→ Task input

§ §

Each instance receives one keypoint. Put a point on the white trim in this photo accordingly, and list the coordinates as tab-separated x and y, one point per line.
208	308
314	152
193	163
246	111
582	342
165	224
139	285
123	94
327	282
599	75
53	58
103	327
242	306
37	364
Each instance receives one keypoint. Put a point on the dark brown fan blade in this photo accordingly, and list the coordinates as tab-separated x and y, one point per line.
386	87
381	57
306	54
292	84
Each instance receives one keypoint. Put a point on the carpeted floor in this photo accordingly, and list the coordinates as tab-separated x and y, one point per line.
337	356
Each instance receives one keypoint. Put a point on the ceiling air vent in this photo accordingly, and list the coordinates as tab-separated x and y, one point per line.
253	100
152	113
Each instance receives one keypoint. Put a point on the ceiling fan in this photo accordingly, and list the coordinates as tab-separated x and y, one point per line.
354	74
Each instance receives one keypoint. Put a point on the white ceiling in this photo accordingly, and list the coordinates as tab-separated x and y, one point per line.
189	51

§ §

→ What you need to do
Scale the records above: copy every line, requests included, and multiply each x and y coordinate in the answers by 2.3, rounding to whole numbers with halves rounded up. Leave the requests unchanged.

→ In response
Each instance receives one keypoint. Put a point on the white trim in this photo accordingly, and list the coordinates as tab-separated x and y, one point per line.
478	708
722	350
444	375
566	255
1339	787
380	515
320	656
283	216
752	649
1378	173
122	133
237	752
557	704
85	837
Each instance receives one keypoint. Put a point on the dark brown fan blade in this photo accordingly, and list the coordinates as tab-separated x and y, one point per line.
888	200
876	131
704	124
672	193
Each instance receives one keypoint. Put a point on the carpeted floor in this photo accordingly, and list the coordinates as tab-separated x and y, one point per line.
775	819
Each instance receives one keypoint. Put a point on the ceiling air vent in this photo accordingly, and list the coordinates as tab-separated x and y, one point per line.
582	230
350	260
Each instance receives one keypoint. Put a point on the ceiling fan in this photo accordingly, and list the coordinates as tab-separated x and y, one point per line.
814	170
Each instance receives one keypoint. Put a point on the white ceiling in this photo accordingly, and list the coordinates as tab-separated x and y, one point per line.
435	117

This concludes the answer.